What to do —
Copy word for word the passage from the discussion of Seneca's book below, starting at "I wrote up some" and ending at "I missed something.".

Reading text —
::::::

I wrote up some notes and summaries of this book several years ago when I read it for anyone without the time: http://peterc.org/pedia/seneca-shortness-of-life/ (though I do recommend reading the book, it is not very long!)


I just read it a few weeks back and was disappointed. His views on life seemed to boil down to something like "make as much wealth as possible, so you can retire as fast as you possibly can, so you can spend all of your time on whatever is meaningful in your life, and by no means ever have any fun." It seemed full of selfish anti-social advice for the extreme curmudgeon. But I also listened to it while on the road, so maybe I missed something.


This is a short book, but it's full of ideas and already very concentrated as it is. So if you really think you can boil it down to a single sentence, I think you are in fact missing quite a lot.

I'm not going to go through the entire book point by point, but here are some salient points your summary misses:

One of the main points of the book is that when most people complain that life is short and they don't have much time they are mistaken. They are mistaken for various reasons, one of the main ones being that they waste their time.

Seneca would not agree with you that merely spending time "on whatever is meaningful in your life" would necessarily be a good use of your life. He goes on at length to decry the many things that even exceedingly rich people occupy their lives with that he thinks are a waste of time (such as vanity; chasing fame, wealth, or favor; being busy-bodies; concerning themselves with trivia, etc), and then talks about the things he thinks would be a good use of one's time -- the best according to him being (Stoic) philosophy.

He emphasizes that one should live for today, rather than for the future. "The greatest hinderance to living is expectancy, which depends upon the morrow and wastes today." "Everyone hurries his life on and suffers from a yearning for the future and a weariness of the present. But he who bestows all of his time on his own needs, who plans out every day as if it were his last, neither longs for nor fears the morrow."

::::::

Data provided —
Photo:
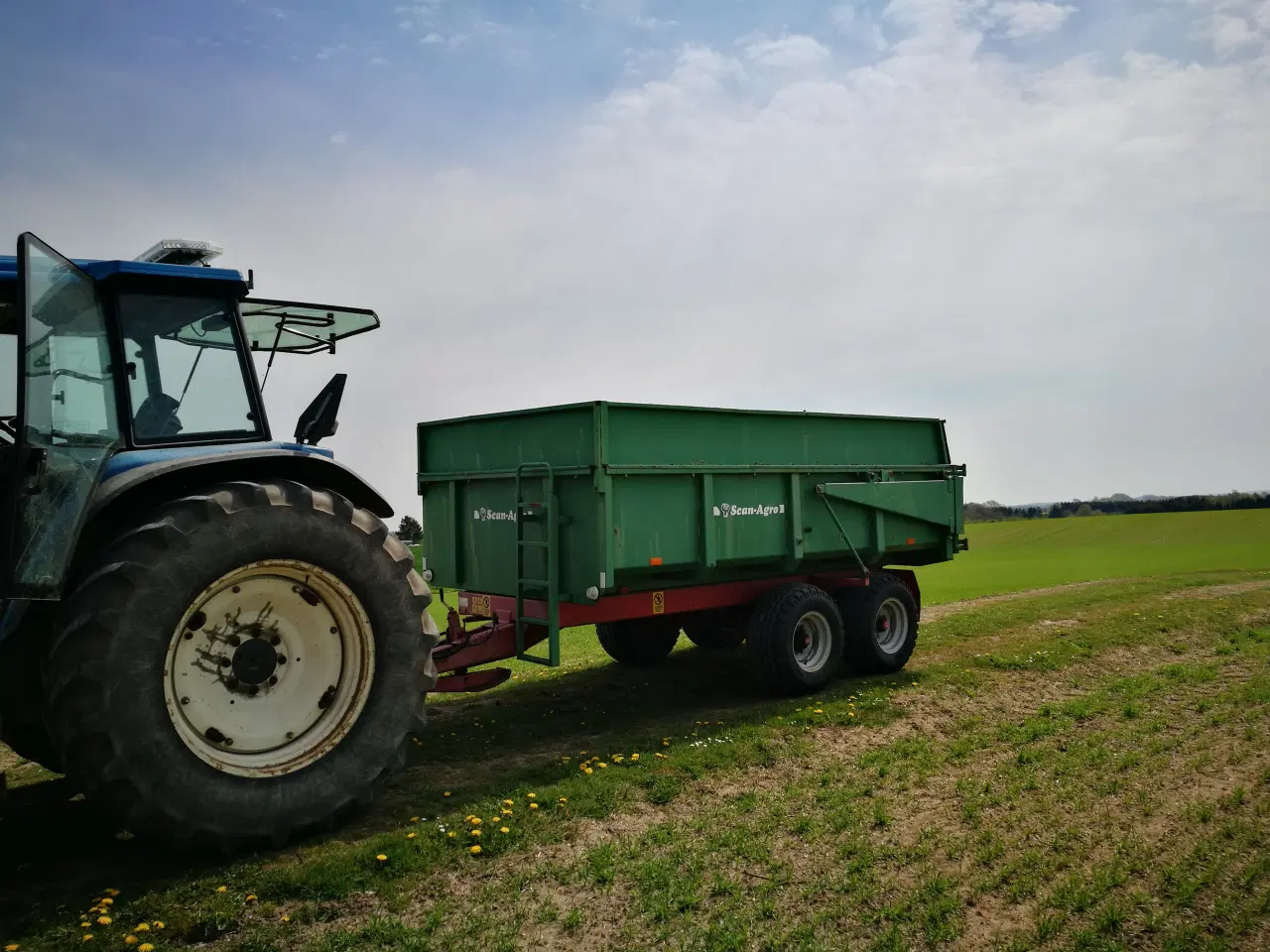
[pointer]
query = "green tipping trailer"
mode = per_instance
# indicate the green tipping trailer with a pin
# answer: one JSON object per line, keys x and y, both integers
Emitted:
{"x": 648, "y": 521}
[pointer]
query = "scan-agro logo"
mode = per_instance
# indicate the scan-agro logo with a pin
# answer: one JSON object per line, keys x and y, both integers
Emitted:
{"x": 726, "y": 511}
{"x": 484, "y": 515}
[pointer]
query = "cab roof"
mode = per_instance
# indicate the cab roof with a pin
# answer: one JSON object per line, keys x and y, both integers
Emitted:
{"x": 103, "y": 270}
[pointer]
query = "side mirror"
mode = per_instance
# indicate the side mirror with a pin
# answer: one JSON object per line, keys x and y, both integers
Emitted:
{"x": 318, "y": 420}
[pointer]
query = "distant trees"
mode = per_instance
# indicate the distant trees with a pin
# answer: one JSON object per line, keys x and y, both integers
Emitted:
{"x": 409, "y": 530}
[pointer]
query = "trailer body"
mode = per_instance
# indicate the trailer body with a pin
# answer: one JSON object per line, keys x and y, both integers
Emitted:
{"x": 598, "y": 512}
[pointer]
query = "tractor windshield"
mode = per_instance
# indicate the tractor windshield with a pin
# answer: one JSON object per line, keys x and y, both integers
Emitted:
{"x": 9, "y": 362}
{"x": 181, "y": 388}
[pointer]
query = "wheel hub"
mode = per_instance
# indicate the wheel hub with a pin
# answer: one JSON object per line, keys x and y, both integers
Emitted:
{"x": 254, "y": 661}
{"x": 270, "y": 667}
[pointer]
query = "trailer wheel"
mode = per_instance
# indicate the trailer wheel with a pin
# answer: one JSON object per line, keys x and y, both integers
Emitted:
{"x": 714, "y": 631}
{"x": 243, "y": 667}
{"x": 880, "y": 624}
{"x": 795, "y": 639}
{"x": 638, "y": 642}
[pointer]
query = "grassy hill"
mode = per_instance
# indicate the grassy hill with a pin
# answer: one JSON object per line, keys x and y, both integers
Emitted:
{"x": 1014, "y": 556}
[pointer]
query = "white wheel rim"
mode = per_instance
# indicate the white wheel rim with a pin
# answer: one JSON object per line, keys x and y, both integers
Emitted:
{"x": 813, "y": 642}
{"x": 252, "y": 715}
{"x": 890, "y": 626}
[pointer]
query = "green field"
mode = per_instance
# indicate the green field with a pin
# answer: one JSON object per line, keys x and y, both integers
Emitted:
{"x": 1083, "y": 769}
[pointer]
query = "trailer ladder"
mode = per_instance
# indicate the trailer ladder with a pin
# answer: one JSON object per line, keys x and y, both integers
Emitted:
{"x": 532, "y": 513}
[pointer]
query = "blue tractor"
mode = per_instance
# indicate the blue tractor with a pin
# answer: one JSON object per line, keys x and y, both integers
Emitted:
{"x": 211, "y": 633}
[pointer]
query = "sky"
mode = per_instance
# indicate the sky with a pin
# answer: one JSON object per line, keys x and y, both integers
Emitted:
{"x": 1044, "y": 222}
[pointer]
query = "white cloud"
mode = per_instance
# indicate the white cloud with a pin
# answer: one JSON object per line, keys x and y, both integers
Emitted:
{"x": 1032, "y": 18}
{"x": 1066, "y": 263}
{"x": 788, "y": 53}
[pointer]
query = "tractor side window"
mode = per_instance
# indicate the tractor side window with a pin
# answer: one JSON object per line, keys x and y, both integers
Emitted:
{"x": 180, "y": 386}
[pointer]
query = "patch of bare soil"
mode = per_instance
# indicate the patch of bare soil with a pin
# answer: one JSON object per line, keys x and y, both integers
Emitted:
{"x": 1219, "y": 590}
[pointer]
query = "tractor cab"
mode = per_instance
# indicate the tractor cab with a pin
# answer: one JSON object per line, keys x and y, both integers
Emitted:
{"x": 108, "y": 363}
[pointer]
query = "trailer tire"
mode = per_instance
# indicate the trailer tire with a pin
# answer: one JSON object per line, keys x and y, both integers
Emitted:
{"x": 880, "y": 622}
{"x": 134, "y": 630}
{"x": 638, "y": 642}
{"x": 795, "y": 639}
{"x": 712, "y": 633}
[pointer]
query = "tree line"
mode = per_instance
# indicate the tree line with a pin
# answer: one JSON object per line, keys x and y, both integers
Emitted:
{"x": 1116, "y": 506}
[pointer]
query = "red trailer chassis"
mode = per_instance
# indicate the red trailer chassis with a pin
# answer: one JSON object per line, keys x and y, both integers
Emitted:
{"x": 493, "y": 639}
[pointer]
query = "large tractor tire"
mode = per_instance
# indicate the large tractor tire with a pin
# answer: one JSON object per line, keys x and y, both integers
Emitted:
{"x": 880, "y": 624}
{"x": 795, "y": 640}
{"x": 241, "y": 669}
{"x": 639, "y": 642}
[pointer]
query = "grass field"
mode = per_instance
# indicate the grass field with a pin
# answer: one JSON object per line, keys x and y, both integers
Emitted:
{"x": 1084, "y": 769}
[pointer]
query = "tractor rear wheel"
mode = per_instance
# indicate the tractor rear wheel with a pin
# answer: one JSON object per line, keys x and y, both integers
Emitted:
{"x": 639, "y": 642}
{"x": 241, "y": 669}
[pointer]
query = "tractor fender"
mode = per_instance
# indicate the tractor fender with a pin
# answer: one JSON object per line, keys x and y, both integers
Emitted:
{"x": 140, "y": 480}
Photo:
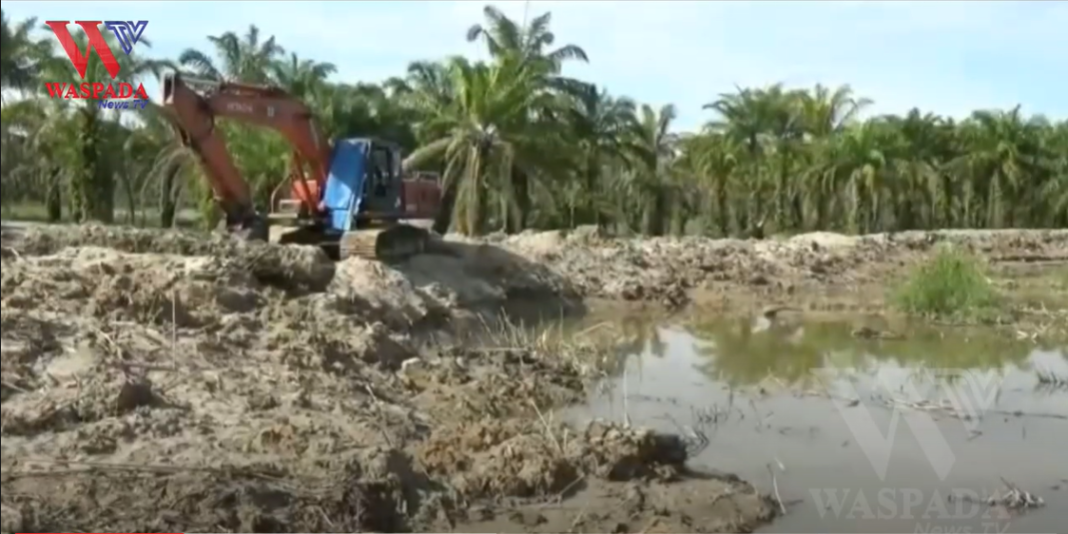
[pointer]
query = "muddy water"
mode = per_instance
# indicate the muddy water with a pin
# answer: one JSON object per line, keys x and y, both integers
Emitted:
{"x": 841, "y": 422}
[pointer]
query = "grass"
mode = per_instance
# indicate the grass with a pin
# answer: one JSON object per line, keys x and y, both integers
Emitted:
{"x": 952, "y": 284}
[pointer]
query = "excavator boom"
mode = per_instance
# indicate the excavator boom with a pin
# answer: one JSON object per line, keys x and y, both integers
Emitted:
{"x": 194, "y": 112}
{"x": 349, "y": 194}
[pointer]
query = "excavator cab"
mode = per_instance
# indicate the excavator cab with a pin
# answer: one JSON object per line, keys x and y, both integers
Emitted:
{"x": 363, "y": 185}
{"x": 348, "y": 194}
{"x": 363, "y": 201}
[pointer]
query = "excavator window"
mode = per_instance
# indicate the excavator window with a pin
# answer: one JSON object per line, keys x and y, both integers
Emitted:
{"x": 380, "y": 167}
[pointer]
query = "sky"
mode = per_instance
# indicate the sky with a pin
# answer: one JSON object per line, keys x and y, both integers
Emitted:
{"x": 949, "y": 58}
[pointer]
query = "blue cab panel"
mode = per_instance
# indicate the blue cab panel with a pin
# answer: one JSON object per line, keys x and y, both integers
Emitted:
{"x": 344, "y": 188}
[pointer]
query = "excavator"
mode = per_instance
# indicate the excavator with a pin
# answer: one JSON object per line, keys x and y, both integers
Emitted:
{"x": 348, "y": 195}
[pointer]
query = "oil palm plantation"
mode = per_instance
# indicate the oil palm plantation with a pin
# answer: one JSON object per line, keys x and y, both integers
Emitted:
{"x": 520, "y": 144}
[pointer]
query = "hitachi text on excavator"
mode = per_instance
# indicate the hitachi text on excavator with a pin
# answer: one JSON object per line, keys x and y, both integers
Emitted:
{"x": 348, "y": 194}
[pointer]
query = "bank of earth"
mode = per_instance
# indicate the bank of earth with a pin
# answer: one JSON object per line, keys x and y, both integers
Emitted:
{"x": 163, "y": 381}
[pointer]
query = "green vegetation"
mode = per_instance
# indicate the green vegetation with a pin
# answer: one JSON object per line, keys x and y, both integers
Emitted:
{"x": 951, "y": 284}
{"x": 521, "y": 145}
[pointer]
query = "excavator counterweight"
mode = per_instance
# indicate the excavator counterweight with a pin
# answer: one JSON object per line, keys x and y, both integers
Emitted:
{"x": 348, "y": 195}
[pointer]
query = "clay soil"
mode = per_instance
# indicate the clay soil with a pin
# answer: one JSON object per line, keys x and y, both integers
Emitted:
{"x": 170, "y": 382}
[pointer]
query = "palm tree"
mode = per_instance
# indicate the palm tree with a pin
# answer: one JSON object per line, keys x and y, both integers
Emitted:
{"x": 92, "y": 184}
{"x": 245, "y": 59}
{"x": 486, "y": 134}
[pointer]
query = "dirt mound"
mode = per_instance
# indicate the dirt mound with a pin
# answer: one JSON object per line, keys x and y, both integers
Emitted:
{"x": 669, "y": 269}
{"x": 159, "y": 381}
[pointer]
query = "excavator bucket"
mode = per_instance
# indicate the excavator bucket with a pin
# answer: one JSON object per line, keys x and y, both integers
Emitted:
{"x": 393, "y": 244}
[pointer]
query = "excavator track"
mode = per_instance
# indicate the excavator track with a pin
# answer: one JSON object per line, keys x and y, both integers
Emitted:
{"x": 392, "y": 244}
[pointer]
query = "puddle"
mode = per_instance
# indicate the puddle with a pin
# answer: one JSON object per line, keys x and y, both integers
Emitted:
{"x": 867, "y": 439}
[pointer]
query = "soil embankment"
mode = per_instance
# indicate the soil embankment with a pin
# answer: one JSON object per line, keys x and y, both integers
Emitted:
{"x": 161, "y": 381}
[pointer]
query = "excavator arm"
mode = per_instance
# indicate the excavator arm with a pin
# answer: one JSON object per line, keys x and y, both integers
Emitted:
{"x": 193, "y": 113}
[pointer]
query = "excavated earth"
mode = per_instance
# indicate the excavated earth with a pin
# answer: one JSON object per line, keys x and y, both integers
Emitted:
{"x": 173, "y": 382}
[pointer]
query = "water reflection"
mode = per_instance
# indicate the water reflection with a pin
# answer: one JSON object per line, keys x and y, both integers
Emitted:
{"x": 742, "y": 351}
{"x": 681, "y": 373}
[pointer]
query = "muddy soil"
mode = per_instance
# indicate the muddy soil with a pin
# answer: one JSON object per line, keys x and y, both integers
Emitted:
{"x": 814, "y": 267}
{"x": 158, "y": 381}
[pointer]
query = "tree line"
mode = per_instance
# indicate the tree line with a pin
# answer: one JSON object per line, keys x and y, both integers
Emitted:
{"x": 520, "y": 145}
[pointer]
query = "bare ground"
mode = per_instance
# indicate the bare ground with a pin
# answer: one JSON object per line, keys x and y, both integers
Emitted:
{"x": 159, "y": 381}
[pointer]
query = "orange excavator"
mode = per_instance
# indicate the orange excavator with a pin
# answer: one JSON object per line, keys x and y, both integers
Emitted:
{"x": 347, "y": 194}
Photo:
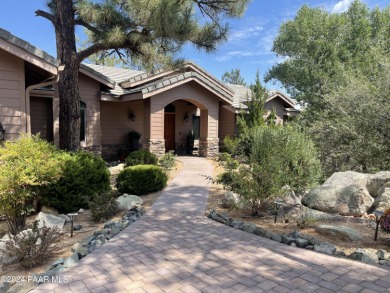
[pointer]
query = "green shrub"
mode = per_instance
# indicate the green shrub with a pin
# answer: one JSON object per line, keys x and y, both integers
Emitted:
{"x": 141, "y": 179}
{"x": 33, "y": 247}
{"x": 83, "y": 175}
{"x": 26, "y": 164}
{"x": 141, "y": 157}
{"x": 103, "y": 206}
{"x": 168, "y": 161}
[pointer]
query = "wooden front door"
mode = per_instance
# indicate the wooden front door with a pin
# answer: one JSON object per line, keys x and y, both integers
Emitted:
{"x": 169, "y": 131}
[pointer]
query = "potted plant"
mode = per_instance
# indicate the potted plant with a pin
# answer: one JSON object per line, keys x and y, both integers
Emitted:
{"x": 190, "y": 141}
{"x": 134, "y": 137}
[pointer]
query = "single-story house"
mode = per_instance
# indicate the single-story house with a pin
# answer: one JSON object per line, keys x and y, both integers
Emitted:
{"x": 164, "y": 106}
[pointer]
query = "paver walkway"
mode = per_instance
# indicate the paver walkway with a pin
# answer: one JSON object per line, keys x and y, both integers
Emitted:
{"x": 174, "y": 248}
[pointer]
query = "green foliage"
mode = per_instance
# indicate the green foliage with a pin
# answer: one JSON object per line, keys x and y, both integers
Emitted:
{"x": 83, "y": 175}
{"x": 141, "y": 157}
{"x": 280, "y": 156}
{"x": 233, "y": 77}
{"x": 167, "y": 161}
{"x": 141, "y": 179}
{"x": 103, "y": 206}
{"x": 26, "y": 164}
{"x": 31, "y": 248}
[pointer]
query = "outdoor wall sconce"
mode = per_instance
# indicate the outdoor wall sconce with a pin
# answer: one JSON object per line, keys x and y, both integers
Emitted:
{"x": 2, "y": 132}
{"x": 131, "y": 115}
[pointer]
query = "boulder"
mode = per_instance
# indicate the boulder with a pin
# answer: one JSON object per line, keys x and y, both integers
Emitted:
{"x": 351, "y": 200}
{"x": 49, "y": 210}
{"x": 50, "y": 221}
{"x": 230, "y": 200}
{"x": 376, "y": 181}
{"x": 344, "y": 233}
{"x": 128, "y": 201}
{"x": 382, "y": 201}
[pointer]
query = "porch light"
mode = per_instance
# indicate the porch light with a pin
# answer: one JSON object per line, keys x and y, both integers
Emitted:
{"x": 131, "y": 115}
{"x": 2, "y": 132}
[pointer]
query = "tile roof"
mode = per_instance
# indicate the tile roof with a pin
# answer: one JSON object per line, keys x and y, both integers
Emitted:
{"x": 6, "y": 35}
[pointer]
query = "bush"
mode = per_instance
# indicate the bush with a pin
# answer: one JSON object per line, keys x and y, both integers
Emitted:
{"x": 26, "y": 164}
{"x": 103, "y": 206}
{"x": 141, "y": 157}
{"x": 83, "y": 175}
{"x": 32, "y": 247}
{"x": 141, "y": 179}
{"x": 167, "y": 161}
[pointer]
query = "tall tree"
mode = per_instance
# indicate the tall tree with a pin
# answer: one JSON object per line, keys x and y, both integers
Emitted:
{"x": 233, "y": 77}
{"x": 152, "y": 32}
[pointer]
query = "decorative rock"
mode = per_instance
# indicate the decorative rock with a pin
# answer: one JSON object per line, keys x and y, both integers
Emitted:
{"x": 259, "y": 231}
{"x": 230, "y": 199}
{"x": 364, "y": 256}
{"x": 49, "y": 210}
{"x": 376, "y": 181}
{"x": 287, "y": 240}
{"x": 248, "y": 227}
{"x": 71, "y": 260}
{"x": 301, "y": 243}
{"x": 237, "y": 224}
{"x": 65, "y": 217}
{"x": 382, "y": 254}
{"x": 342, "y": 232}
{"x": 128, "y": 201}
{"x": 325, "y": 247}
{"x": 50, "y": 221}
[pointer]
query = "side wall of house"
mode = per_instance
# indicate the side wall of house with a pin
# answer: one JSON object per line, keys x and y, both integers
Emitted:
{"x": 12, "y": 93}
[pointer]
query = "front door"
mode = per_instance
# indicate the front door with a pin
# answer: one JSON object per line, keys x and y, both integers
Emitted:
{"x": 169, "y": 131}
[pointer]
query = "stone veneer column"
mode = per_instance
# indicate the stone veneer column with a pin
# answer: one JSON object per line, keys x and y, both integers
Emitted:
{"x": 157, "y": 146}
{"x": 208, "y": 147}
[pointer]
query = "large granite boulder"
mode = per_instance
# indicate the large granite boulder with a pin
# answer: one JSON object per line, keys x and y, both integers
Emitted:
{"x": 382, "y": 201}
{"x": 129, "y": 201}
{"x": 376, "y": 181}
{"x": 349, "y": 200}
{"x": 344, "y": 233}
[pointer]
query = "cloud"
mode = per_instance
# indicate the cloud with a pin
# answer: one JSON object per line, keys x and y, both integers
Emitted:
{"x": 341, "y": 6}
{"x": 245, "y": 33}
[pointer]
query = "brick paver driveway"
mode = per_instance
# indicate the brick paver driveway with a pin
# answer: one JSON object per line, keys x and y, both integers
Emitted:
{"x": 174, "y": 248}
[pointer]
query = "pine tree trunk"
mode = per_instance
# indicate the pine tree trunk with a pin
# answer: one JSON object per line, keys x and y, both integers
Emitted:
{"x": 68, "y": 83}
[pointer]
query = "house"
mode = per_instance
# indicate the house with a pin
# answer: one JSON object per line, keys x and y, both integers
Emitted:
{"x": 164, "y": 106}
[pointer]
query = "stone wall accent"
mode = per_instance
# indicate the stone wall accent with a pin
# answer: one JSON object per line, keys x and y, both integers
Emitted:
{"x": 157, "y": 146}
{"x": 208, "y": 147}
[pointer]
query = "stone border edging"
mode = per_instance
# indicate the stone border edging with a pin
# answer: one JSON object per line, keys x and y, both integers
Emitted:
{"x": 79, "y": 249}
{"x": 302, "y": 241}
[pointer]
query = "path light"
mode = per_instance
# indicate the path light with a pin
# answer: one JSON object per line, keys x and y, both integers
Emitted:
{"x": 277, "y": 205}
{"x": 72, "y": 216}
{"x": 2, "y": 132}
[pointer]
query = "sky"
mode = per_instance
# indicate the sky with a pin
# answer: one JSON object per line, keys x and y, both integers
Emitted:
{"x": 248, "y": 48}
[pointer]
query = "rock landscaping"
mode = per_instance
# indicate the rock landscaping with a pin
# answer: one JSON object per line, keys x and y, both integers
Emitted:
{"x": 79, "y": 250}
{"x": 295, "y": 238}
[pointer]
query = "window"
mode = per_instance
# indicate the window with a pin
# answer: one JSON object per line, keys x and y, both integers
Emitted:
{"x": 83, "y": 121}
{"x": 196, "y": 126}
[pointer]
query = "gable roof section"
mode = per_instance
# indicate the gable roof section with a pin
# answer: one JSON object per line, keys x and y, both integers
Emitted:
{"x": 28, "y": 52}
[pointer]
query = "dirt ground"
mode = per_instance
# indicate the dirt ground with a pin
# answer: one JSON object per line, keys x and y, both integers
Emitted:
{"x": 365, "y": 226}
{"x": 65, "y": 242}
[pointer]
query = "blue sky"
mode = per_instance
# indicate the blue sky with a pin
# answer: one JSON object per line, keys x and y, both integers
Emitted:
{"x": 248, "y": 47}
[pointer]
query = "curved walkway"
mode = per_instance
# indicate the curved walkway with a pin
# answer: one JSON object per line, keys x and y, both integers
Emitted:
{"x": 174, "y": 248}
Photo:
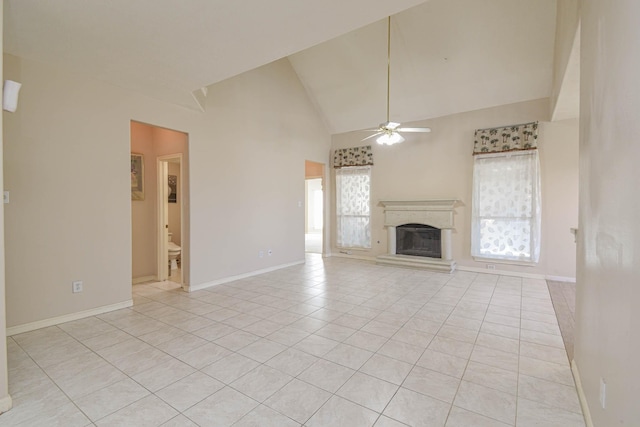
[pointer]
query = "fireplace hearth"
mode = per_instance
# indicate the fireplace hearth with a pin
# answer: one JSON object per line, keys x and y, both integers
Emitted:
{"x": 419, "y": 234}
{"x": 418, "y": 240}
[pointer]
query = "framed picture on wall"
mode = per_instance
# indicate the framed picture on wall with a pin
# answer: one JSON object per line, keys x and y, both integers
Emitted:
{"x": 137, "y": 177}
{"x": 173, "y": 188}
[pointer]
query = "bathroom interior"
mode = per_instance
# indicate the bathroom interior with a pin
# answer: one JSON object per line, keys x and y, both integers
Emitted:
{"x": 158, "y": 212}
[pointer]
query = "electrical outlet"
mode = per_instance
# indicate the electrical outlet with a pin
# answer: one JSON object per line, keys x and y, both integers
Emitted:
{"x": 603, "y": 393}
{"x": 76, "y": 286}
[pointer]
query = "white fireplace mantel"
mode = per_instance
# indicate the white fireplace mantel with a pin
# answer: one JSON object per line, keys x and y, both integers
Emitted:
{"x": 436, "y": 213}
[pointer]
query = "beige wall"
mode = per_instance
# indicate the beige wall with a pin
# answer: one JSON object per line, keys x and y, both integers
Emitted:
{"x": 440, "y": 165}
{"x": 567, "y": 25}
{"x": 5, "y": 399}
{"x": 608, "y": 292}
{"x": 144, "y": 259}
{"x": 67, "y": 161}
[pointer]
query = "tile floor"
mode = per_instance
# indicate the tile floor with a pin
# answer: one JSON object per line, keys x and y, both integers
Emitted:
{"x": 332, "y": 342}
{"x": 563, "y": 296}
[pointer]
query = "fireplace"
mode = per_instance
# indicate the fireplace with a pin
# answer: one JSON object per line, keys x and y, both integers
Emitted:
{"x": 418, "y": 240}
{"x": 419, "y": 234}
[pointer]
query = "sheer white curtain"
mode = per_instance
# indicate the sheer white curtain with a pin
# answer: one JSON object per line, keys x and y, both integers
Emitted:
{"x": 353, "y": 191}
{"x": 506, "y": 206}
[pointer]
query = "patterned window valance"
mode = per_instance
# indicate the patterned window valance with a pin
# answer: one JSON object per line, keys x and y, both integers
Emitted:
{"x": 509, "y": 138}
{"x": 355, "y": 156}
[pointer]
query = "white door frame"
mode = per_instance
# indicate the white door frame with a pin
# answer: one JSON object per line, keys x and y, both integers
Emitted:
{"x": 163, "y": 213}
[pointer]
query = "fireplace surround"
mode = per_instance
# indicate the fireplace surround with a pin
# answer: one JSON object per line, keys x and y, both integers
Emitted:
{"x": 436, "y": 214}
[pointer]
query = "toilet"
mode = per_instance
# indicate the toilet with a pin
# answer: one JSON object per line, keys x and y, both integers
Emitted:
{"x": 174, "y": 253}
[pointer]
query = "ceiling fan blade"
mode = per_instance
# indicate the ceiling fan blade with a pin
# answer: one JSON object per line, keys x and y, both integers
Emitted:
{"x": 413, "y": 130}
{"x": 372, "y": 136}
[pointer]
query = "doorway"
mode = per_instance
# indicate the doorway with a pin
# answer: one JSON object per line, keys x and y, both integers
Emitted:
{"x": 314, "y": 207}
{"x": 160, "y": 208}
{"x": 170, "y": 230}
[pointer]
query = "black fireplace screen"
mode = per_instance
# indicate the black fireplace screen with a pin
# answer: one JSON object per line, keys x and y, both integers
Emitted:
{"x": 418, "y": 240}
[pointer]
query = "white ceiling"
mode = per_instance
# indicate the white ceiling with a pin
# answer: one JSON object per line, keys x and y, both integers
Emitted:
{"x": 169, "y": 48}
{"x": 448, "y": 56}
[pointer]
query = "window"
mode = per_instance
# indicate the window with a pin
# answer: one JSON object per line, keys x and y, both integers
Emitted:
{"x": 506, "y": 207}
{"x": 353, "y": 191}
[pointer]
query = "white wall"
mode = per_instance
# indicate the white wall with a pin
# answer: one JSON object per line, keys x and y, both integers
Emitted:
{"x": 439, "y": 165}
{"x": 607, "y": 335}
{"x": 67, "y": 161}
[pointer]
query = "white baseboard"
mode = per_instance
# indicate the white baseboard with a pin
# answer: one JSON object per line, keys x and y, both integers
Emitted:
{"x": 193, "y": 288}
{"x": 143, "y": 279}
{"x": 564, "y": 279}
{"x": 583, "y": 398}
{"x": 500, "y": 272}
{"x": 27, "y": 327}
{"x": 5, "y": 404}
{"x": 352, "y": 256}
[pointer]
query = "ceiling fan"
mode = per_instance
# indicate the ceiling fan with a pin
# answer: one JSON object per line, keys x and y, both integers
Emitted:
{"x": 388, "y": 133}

::::::

Answer —
I wrote up some notes and summaries of this book several years ago when I read it for anyone without the time: http://peterc.org/pedia/seneca-shortness-of-life/ (though I do recommend reading the book, it is not very long!)


I just read it a few weeks back and was disappointed. His views on life seemed to boil down to something like "make as much wealth as possible, so you can retire as fast as you possibly can, so you can spend all of your time on whatever is meaningful in your life, and by no means ever have any fun." It seemed full of selfish anti-social advice for the extreme curmudgeon. But I also listened to it while on the road, so maybe I missed something.